Do this: Arrange the lines of the records below as a JSON list of strings, one string per line and blank lines omitted. Start at the line that contains "Tag every instance of the pink stadium" and end at the line that contains "x=503 y=866", including both.
>> Start
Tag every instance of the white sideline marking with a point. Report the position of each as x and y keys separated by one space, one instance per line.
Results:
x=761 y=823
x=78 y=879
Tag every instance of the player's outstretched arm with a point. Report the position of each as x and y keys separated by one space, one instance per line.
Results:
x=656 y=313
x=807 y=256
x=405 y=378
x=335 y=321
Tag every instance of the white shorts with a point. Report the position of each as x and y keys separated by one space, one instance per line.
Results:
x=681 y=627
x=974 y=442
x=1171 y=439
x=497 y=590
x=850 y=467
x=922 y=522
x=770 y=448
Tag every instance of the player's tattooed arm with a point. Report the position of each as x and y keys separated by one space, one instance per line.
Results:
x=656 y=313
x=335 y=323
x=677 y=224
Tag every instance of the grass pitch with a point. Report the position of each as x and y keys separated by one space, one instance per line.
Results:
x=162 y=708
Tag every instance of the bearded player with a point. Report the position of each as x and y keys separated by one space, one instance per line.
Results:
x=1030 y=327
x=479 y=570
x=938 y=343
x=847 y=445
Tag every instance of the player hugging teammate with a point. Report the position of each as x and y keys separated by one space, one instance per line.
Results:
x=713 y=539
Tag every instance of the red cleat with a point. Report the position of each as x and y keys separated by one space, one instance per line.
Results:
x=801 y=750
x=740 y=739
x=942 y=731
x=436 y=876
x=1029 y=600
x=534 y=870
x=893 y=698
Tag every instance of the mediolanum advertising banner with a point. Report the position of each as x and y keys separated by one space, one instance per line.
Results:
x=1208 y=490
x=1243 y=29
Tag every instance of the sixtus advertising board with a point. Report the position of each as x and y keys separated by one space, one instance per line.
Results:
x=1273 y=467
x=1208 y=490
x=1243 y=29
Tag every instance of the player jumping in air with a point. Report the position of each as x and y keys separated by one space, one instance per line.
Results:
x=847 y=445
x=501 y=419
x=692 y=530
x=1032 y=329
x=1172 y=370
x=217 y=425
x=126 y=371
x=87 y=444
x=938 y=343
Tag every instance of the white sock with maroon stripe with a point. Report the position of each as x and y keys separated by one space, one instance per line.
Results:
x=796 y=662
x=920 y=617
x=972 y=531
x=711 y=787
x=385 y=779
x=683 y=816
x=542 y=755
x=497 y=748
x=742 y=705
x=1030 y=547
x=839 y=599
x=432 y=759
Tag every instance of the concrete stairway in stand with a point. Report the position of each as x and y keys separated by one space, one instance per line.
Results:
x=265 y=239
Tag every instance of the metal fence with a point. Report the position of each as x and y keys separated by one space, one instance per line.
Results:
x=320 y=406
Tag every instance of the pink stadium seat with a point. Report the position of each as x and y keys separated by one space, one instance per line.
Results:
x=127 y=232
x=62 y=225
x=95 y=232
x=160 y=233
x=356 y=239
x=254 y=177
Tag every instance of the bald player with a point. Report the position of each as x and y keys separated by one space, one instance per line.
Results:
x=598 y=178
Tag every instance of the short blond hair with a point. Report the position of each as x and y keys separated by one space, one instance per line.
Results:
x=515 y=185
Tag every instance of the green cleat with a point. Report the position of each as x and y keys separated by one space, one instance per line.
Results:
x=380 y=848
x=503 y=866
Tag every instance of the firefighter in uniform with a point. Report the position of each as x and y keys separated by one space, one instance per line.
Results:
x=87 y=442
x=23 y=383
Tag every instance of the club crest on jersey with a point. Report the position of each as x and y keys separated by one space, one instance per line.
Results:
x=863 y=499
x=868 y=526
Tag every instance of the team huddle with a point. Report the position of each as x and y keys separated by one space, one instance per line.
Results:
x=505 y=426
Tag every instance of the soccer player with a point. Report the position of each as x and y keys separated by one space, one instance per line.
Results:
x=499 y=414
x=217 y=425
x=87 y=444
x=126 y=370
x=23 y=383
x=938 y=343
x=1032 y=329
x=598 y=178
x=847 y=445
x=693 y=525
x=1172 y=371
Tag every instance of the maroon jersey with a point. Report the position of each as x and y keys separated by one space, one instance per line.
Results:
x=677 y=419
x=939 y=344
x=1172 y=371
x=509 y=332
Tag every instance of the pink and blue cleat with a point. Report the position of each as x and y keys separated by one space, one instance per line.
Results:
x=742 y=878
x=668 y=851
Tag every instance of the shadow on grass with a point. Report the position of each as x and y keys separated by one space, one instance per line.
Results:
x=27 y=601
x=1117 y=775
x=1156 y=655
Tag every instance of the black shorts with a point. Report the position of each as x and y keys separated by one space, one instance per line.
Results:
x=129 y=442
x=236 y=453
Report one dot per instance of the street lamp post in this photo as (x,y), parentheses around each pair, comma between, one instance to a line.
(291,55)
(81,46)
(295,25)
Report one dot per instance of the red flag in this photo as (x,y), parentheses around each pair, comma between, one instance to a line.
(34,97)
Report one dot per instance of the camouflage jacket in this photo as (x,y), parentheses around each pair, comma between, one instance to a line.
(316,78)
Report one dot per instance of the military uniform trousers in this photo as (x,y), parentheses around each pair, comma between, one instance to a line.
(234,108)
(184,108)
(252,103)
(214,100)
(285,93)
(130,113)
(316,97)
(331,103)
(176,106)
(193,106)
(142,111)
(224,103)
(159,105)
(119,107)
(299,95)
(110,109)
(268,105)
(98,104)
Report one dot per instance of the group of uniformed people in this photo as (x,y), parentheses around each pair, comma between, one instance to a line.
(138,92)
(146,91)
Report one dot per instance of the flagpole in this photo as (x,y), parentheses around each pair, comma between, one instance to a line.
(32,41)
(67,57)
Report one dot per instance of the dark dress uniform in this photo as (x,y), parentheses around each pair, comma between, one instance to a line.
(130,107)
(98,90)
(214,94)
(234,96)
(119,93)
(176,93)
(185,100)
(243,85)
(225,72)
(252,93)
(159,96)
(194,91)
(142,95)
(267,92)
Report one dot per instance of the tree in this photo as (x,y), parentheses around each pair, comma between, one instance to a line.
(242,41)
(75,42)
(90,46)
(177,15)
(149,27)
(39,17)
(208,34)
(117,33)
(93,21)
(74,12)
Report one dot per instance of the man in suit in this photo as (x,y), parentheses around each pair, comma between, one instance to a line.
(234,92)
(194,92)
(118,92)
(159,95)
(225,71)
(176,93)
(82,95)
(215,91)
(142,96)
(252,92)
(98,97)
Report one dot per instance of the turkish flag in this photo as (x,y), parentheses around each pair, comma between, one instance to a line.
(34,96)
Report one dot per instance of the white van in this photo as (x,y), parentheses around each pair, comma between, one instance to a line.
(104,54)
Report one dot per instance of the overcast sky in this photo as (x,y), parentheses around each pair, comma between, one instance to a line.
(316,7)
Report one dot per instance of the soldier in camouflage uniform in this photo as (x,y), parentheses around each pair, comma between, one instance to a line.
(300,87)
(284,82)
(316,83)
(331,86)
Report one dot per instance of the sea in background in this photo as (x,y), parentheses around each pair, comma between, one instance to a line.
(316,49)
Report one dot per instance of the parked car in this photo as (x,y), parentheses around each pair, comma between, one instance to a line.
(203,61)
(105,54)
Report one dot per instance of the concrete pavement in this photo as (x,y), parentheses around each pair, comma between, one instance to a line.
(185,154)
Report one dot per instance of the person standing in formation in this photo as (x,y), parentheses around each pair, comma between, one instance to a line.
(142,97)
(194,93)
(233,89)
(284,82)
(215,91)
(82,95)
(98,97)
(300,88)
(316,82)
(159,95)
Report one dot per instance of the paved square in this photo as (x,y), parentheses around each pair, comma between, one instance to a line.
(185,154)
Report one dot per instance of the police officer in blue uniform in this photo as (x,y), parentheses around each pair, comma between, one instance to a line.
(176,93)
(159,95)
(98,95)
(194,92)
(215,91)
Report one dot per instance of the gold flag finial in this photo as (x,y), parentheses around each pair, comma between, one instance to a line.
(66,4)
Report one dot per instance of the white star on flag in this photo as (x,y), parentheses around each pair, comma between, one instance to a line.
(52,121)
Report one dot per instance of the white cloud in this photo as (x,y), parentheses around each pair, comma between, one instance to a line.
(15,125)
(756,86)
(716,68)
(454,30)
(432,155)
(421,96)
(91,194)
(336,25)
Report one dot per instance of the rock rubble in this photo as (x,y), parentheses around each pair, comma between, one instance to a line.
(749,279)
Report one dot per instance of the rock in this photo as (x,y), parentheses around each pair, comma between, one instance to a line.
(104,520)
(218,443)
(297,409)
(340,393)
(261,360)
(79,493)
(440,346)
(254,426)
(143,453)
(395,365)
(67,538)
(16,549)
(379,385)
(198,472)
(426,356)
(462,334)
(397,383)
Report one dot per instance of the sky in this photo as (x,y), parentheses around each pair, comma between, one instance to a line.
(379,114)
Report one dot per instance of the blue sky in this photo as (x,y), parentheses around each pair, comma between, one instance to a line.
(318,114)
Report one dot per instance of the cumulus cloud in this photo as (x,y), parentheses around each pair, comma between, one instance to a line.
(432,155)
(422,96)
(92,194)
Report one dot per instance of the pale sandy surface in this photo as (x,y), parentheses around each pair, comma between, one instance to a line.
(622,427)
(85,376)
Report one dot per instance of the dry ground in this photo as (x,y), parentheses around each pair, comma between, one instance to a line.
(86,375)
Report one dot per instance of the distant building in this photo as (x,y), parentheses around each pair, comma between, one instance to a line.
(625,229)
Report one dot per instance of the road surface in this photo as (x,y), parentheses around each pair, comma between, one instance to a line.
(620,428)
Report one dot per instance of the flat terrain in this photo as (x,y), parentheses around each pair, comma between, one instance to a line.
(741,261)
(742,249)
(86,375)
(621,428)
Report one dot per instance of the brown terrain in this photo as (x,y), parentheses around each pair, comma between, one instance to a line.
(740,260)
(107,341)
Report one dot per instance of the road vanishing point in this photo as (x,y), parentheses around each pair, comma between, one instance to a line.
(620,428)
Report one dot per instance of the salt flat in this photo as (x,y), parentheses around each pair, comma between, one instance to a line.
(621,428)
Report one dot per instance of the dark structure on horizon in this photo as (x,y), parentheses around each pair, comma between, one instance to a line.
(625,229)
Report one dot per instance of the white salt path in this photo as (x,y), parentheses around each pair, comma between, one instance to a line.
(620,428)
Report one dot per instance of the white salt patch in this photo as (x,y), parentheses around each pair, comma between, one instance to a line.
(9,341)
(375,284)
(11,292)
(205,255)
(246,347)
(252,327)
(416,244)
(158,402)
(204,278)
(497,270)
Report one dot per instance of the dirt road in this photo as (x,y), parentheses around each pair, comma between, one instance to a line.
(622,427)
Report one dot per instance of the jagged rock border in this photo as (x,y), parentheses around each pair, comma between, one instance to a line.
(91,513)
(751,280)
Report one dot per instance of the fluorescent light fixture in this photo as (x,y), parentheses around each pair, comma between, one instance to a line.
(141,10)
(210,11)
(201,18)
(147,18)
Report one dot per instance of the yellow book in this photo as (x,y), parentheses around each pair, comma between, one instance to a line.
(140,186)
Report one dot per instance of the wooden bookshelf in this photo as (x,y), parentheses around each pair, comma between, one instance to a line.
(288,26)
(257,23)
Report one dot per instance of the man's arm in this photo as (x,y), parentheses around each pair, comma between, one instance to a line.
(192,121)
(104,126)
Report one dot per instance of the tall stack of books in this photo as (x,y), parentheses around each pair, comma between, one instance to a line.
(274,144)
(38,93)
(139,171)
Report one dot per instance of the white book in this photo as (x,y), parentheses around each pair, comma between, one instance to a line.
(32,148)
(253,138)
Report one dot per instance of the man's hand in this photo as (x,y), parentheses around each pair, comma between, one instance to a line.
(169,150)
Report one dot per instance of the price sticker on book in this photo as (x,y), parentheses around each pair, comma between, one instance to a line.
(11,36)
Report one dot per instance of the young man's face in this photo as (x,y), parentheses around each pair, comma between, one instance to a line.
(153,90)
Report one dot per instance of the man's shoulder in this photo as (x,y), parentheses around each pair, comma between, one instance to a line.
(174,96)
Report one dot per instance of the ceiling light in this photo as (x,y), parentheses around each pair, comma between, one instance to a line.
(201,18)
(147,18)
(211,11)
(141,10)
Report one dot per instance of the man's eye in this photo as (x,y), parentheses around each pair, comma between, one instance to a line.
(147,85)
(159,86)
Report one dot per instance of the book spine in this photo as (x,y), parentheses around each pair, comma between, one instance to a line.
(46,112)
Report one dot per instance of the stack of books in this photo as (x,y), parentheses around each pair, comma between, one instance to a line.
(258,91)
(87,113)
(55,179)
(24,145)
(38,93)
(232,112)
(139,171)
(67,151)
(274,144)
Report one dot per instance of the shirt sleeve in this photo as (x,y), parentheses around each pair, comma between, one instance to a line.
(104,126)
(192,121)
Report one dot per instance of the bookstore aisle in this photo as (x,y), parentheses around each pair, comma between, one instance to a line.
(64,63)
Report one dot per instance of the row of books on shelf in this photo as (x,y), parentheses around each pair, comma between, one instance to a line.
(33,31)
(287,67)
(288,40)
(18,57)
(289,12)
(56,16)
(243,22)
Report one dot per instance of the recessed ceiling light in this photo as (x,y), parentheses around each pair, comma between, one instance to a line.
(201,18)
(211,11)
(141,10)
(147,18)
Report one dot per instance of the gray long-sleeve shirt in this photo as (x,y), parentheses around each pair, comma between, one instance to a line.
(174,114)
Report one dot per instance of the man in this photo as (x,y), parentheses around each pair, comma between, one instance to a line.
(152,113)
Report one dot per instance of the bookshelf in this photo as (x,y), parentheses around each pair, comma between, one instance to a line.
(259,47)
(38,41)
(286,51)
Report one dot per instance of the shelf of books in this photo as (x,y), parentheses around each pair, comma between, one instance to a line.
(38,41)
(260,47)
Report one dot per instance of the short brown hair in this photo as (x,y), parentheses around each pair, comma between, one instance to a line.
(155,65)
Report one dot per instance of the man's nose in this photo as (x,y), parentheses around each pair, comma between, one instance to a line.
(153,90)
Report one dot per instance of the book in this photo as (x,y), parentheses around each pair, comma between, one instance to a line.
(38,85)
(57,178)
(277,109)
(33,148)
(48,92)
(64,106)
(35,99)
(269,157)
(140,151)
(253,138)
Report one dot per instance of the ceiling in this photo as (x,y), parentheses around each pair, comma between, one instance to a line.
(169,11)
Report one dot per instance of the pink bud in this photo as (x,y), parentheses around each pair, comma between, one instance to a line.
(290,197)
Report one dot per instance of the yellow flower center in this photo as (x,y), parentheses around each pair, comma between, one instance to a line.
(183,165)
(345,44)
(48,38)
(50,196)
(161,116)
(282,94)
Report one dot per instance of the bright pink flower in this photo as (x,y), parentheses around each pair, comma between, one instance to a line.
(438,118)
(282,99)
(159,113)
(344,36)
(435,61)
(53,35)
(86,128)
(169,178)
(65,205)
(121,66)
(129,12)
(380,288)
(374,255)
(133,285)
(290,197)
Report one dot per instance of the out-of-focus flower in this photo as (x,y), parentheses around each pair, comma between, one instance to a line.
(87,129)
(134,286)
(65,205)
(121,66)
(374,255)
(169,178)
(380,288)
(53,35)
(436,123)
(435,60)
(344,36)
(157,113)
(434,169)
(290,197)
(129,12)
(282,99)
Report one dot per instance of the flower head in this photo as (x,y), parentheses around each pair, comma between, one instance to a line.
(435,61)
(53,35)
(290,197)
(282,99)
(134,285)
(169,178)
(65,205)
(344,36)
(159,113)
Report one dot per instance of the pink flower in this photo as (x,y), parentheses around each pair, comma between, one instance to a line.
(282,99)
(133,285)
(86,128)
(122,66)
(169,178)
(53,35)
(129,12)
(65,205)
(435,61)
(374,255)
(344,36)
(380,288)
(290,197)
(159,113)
>> End
Correct answer:
[
  "Tag every instance of the pink stadium seat with a point. Report the position of each as x and y keys separated by one space, one instance per line.",
  "Results:",
  "x=127 y=232",
  "x=62 y=225",
  "x=95 y=232",
  "x=160 y=233",
  "x=356 y=239",
  "x=254 y=177",
  "Tag every instance of the bald player with a point. Report the position of each as x and y keys separated by one space, one instance per line.",
  "Results:",
  "x=598 y=178",
  "Tag every instance of the short blond hair with a point. Report the position of each as x and y keys separated by one space, one instance per line.",
  "Results:",
  "x=515 y=185",
  "Tag every instance of the green cleat with a point. Report the position of each as x and y keys separated by one space, one instance per line.",
  "Results:",
  "x=380 y=848",
  "x=503 y=866"
]